▶ WHAT TO DO:
[1] In the header of the opinion piece on the looting of Russia, list each publication or news service named, along with the date given for it.
[2] Pick up the opinion piece on the looting of Russia after its last sentence and write the next few paragraphs.

▶ QUOTED PASSAGE:
The Looting of Russia

September 08, 1999

Mark Weisbrot
Fort Lauderdale Sun-Sentinel, September 8, 1999

Knight-Ridder/Tribune Media Services, September 1, 1999
Charleston Post and Courier
, September 3, 1999

What were they thinking? When executives at the Bank of New York saw billions of dollars floating in from the home computer of a Russian businessman with ties to organized crime there, did they
really believe that these were just ordinary profits?

The biggest money-laundering scandal in history has prompted calls for a fresh look at the role of American and IMF funds in Russia. To say this is long overdue would be an understatement.

The corruption is certainly mind-numbing in scale and scope, with some of the West’s favorite “reformers”– including Konstantin Kagalovsky, the former Russian representative at the IMF– at the center of the investigation. But the tribute that the Russian mafia skims off the top is just one part of the looting of Russia.

The other part has been scripted by Washington and its most powerful financial institution: the International Monetary Fund. It is a different form of pillage, to be sure. The robber barons who have taken over the Russian economy since the fall of the Soviet Union have adopted the practice of the Medici family of fifteenth century Florence: money to get power, power to protect the money.

Washington’s money mandarins, on the other hand, descended upon Russia with enormous wealth and power already in their possession. They have used both to colonize Russia, turning a once developed economy into a Third World country.

▶ DATASET EXCERPTS:
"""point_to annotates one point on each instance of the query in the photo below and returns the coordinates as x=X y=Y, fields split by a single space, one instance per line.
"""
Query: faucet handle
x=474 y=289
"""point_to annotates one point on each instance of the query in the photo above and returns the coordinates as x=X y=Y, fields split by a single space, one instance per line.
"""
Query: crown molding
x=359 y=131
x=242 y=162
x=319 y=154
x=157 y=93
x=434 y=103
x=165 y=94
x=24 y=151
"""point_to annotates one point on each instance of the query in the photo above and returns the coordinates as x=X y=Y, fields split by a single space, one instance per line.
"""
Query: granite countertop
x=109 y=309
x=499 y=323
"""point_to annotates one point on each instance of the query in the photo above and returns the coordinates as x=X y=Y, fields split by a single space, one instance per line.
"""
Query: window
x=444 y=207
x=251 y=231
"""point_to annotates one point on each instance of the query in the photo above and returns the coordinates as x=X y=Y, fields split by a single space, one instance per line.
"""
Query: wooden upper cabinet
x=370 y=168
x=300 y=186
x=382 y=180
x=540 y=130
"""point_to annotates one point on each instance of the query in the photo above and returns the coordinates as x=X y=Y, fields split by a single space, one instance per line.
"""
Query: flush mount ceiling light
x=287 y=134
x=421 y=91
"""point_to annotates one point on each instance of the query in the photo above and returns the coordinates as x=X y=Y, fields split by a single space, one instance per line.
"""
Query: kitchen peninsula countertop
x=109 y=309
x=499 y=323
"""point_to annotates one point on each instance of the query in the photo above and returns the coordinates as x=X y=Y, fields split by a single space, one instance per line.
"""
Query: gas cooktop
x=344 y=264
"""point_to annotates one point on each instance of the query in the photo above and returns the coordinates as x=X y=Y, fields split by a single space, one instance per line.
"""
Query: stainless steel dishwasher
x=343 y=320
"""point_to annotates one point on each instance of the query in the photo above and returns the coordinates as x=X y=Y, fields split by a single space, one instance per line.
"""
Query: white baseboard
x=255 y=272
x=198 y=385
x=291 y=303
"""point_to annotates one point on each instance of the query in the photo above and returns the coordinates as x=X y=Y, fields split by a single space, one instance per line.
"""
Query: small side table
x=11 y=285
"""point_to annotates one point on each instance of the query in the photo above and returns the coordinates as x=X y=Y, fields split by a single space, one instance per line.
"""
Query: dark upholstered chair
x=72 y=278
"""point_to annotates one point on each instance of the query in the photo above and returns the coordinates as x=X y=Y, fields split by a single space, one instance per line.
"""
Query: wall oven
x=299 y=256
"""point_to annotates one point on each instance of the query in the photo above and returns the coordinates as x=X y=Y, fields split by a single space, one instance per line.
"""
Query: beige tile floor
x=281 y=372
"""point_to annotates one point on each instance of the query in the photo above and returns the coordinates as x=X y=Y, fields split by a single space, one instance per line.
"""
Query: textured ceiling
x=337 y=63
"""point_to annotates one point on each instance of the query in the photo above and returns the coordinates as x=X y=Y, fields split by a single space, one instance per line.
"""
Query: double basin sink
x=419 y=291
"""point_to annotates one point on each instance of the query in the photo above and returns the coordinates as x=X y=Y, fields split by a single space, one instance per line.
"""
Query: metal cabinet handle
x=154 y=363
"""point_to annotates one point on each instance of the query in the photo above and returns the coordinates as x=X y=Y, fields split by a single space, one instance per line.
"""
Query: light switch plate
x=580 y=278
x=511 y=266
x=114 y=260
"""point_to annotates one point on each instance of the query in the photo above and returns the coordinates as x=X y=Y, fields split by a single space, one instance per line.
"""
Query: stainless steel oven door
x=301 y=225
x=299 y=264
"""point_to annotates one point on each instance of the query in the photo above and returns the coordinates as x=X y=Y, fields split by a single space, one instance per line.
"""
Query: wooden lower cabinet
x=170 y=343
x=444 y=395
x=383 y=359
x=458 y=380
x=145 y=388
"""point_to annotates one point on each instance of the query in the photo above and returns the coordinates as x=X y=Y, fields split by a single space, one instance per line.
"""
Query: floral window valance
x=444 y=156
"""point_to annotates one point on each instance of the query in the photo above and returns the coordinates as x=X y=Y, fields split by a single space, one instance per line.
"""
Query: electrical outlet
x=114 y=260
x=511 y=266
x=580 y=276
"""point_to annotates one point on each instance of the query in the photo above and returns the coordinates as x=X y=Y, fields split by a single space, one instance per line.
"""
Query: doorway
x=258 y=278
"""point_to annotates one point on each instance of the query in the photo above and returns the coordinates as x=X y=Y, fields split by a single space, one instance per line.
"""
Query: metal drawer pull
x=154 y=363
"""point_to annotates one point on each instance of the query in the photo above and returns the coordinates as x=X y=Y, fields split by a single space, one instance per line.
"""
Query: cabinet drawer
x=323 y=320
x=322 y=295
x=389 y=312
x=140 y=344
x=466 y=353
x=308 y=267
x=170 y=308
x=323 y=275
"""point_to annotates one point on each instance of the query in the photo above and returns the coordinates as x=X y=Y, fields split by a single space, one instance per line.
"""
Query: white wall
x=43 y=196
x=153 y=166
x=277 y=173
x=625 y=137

▶ ANSWERS FOR THE TASKS:
[1]
- Fort Lauderdale Sun-Sentinel, September 8, 1999
- Knight-Ridder/Tribune Media Services, September 1, 1999
- Charleston Post and Courier, September 3, 1999

[2]
The results have been devastating. Over the last eight years, the economy has shrunk by more than half. Russian men can now expect to die in their fifties. The chief economist of the World Bank, Joseph Stiglitz, has noted that the number of Russians living in poverty climbed from two million to sixty million in just a few years.

Stiglitz, who is one of America’s most accomplished and respected economists, has recently argued that these results “are not just due to sound policies being poorly implemented.” Rather, they are based on “a misunderstanding of the very foundations of a market economy, as well as an excessive reliance on textbook models of economics.”

The experience of the last year shows just how 180-degree wrong the foreign experts can be. August 17th marked the first anniversary of the collapse of the ruble, which fell from its fixed rate of about 6 to the dollar one year ago to 25 today. The IMF poured in billions of dollars to prop up the overvalued currency, and Washington predicted disaster for the Russians if they did not maintain the fixed exchange rate. There would be hyperinflation, they said, and sources of foreign capital would dry up. The economy would fall apart.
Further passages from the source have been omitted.